Exercise aim »
Add 28 to each bounding-box coordinate in the answers of the rows below, and reproduce every row in full with its request. Keep the requests and their format samples unchanged.

Material for this exercise »
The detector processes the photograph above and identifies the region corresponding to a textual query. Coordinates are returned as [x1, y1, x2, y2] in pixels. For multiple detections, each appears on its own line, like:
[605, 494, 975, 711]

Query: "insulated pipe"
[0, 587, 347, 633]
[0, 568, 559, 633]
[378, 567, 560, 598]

Completed task »
The detector processes the photograph above and identifies the region corresponding to a textual query. Coordinates are returned as [x1, y1, x2, y2] in pixels. For multiple detections, each appears on its own line, like:
[605, 494, 975, 711]

Query: "insulated pipe"
[28, 615, 375, 661]
[28, 596, 587, 661]
[406, 595, 588, 626]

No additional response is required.